_Exercise material_
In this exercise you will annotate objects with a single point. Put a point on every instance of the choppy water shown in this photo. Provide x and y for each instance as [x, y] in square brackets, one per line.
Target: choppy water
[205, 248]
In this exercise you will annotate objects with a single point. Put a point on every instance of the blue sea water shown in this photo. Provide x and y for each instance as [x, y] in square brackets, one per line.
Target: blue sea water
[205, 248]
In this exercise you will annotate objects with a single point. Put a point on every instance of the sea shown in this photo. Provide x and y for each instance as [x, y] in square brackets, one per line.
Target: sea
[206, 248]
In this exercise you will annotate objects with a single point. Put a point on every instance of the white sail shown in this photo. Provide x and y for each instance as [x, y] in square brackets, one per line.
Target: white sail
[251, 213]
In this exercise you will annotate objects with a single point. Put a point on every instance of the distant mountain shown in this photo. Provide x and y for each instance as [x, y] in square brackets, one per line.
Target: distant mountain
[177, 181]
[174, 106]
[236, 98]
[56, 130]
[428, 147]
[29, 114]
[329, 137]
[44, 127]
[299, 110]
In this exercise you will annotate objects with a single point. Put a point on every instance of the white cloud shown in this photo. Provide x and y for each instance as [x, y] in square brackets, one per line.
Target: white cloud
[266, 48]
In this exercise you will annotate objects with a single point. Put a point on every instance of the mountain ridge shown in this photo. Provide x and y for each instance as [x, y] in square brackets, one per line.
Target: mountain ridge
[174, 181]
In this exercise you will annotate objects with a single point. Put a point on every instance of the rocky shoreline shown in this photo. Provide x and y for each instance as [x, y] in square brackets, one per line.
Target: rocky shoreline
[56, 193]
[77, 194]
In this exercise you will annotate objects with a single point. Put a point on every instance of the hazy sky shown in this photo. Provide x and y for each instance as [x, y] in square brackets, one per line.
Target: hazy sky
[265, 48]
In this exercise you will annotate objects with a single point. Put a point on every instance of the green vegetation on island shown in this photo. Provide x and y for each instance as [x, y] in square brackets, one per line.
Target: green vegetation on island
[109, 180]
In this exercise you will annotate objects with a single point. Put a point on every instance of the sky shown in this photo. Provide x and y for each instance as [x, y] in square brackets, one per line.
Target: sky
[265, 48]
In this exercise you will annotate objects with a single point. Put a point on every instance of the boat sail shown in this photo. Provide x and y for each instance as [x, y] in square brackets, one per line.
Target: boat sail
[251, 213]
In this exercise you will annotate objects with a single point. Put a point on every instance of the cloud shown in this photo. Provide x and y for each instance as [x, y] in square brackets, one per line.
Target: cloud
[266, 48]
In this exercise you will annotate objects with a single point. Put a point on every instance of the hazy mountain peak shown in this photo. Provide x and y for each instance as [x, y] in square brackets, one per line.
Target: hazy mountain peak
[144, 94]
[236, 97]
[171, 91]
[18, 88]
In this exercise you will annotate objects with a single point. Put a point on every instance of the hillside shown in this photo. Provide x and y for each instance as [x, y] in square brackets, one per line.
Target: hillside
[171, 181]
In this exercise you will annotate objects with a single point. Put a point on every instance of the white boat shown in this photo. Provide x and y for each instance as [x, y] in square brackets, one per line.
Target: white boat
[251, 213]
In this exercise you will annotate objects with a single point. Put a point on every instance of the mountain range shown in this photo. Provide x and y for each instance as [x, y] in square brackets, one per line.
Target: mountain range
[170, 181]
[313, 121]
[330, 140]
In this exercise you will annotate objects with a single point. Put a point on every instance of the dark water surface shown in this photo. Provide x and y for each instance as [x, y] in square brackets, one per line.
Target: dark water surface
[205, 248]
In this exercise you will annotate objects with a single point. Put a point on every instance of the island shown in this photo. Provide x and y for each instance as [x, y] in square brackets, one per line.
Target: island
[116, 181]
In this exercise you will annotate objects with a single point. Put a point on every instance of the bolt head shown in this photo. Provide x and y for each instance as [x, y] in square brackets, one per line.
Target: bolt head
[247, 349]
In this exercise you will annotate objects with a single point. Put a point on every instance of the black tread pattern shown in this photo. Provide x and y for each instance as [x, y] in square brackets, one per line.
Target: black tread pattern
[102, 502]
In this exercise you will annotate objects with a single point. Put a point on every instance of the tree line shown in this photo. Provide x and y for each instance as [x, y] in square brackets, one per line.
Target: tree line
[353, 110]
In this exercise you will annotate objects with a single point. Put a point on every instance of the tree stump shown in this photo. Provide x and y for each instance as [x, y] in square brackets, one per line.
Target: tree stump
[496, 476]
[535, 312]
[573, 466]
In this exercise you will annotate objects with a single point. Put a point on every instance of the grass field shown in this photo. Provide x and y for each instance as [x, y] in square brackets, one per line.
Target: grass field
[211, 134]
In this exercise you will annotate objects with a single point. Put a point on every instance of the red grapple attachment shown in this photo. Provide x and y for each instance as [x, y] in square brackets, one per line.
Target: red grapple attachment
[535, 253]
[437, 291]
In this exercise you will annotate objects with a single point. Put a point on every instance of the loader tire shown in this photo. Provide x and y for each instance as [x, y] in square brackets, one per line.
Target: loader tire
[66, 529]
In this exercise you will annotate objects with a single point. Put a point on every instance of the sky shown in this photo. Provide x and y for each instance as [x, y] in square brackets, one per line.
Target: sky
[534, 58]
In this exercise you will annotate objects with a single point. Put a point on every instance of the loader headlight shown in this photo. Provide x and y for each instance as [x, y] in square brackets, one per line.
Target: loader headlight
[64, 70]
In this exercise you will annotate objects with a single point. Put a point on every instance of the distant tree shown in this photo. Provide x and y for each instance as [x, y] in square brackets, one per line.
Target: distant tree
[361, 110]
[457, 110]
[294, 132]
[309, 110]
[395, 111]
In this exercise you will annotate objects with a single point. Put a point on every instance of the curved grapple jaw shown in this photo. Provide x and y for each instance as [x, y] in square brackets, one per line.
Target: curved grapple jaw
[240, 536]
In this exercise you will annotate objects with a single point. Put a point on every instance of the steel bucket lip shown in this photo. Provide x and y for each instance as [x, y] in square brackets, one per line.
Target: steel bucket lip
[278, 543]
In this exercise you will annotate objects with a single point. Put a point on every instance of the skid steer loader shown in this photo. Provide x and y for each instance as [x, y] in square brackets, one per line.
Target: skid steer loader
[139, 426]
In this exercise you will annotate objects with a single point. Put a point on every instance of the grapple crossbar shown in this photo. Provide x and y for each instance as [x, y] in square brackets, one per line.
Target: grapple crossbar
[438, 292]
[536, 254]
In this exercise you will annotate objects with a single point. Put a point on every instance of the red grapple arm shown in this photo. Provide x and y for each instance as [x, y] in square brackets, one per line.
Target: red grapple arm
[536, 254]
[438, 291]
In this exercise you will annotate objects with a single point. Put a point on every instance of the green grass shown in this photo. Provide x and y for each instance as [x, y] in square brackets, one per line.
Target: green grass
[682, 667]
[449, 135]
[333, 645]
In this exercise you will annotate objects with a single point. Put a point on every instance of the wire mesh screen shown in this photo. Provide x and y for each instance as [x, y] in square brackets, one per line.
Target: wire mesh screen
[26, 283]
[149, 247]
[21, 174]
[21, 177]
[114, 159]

_Activity_
Output each entry exactly as written, leaving none out.

_Answer for the task_
In this exercise you will annotate objects with a single point. Put a point on every instance of the choppy water shown in this photo. Provide x and y for each instance as [x, y] in square brackets, one per line.
Target: choppy water
[205, 248]
In this exercise you will annotate objects with a single point. Put a point on every instance of the blue sea water shown in this photo. Provide x and y for each instance as [x, y] in square brackets, one per line.
Target: blue sea water
[205, 248]
In this exercise you will annotate objects with a single point. Put a point on every instance of the sea shown in this photo. Provide x and y for each instance as [x, y] in square brackets, one per line.
Target: sea
[206, 248]
In this exercise you will annotate objects with a single point. Put a point on every instance of the white sail shown in this photo. Provide x and y for each instance as [x, y] in square brackets, one per line.
Target: white sail
[251, 213]
In this exercise you will annotate objects with a single point. Put a point on every instance of the distant mountain shown in this photo. Provide x and y for each instance as [x, y] in square brackets, one per line.
Target: distant mountain
[177, 181]
[174, 106]
[236, 98]
[56, 130]
[428, 147]
[29, 114]
[329, 137]
[44, 127]
[299, 110]
In this exercise you will annotate objects with a single point. Put a point on every instance of the white cloud shown in this photo. Provide x and y for each instance as [x, y] in square brackets, one per line.
Target: white cloud
[266, 48]
In this exercise you will annotate objects with a single point. Put a point on every instance of the mountain ridge shown in this photo. Provide x and y for each instance as [x, y] in square brackets, one per line.
Target: mountain ridge
[174, 181]
In this exercise you will annotate objects with a single point. Put a point on every instance of the rocky shoreline shown in this photo. Provide x and y for each instance as [x, y] in square brackets, one per line.
Target: rocky shoreline
[56, 193]
[77, 194]
In this exercise you will annotate objects with a single point. Put a point on every instance of the hazy sky shown in this photo. Provide x and y for each instance as [x, y] in square brackets, one per line.
Target: hazy sky
[265, 48]
In this exercise you will annotate objects with a single point. Put a point on every instance of the green vegetation on island shown in this photo. Provide x and y for each instance as [x, y] in square brackets, one per line.
Target: green vegetation on island
[109, 180]
In this exercise you will annotate objects with a single point. Put a point on every instance of the sky shown in this photo. Provide x and y for each instance as [x, y] in square brackets, one per line.
Target: sky
[265, 48]
In this exercise you will annotate objects with a single point. Put a point on every instance of the boat sail shown in this photo. Provide x and y for each instance as [x, y] in square brackets, one per line.
Target: boat sail
[251, 213]
In this exercise you will annotate objects with a single point. Put a point on every instance of the cloud shown in this photo. Provide x and y for each instance as [x, y] in square brackets, one per line.
Target: cloud
[266, 48]
In this exercise you will annotate objects with a single point. Put a point on every instance of the hazy mountain peak shown in this photo. Provide x and y for each instance as [x, y] in square brackets, one per line.
Target: hazy mountain peak
[144, 94]
[236, 97]
[171, 91]
[18, 88]
In this exercise you will annotate objects with a single point. Put a point on every instance of the hillside shown in this photo. Provide x and y for each instance as [x, y] in square brackets, one per line.
Target: hillside
[171, 181]
In this exercise you will annotate objects with a single point. Put a point on every instance of the white boat shown in this photo. Provide x and y for each instance as [x, y] in square brackets, one per line.
Target: white boat
[251, 213]
In this exercise you will annotate objects with a single point. Put a point on every instance of the mountain range shown in this photo. Provide x and y for each instance as [x, y] in square brackets, one per line.
Target: mountain range
[170, 181]
[313, 121]
[330, 140]
In this exercise you will annotate objects with a single point. Put a point on every instance of the dark water surface shown in this photo. Provide x and y for each instance as [x, y] in square brackets, one per line.
Target: dark water surface
[205, 248]
In this exercise you will annotate objects with a single point. Put a point on every instance of the island shown in this photo. Provide x and y for each instance as [x, y] in square brackets, one per line.
Target: island
[116, 181]
In this exercise you will annotate objects with a single point. Put a point on every instance of the bolt head shown in this photo. Provide x and y for each instance as [x, y] in square brackets, one per line.
Target: bolt head
[247, 349]
In this exercise you will annotate objects with a single point. Put a point on every instance of the black tread pattern shown in this photo. Provide x and y for each instance as [x, y] in square brackets, one per line.
Target: black tread pattern
[102, 502]
In this exercise you will annotate objects with a single point. Put a point on every instance of the tree line shown in this photo. Provide x and y for each instance as [x, y] in square brackets, one per line.
Target: tree line
[353, 110]
In this exercise you will annotate objects with a single point. Put a point on every instance of the tree stump shown in this photo. Provide x and y for each instance as [x, y] in square brackets, one per line.
Target: tree stump
[496, 476]
[535, 312]
[573, 466]
In this exercise you will annotate objects with a single point. Put a point on every instance of the grass field shown in this photo. Provide x and y for each instance as [x, y] in square brackets, one per line.
Target: grass field
[211, 134]
In this exercise you will annotate objects with a single point. Put a point on every instance of the red grapple attachment shown in this photo. Provide x and y for each instance as [x, y] in square brackets, one per line.
Target: red grapple attachment
[535, 253]
[437, 291]
In this exercise you will annotate objects with a single point. Put a point on every instance of the loader tire shown in this photo. Provide x and y for each instance as [x, y] in square brackets, one per line.
Target: loader tire
[66, 529]
In this exercise you will annotate objects with a single point. Put a point on every instance of the sky shown in this photo. Provide x and y for each instance as [x, y] in square brackets, one per line.
Target: sky
[534, 58]
In this exercise you will annotate objects with a single point. Put a point on every instance of the loader headlight shown in this photo. Provide x and y for each instance as [x, y] in square brackets, one per line.
Target: loader headlight
[64, 70]
In this exercise you will annotate objects with a single point. Put a point on every instance of the distant tree shown in this photo. Provide x and y for each instance as [x, y] in square brackets, one per line.
Target: distant tree
[361, 110]
[457, 110]
[294, 132]
[309, 110]
[395, 111]
In this exercise you will annotate objects with a single point. Put a point on every instance of the curved grapple jaw shown in this photo. Provide x and y for each instance as [x, y] in square brackets, one per line.
Target: curved grapple jaw
[240, 536]
In this exercise you will annotate objects with a single point. Put a point on every instance of the steel bucket lip shown in this photo. Provide x and y for each instance as [x, y] in square brackets, one per line.
Target: steel bucket lip
[278, 543]
In this exercise you will annotate objects with a single point. Put a point on every instance of the skid steer loader shown in this photo. Provide x and y for each instance as [x, y] in square brackets, one per line.
Target: skid steer loader
[139, 426]
In this exercise you will annotate objects with a single point. Put a point on every instance of the grapple crossbar shown in this photo. Provide x and y for each instance as [x, y] in square brackets, one per line.
Target: grapple crossbar
[438, 292]
[536, 254]
In this exercise you will annotate objects with a single point. Put a point on every instance of the red grapple arm shown in this photo. Provide x and y for each instance as [x, y] in square brackets, one per line.
Target: red grapple arm
[536, 254]
[438, 291]
In this exercise you will annotate objects with a single point. Put a point on every instance of the green grass shown in this photo. Provide x and y for each instance as [x, y] in square brackets, one per line.
Target: green grass
[682, 667]
[449, 135]
[333, 645]
In this exercise you will annotate objects with a single point. Put a point on every instance of the wire mesh screen shown in this photo. Provide x and y for each instance as [x, y] in square brackets, one per line.
Target: wire mesh screen
[26, 283]
[149, 247]
[21, 174]
[21, 177]
[114, 159]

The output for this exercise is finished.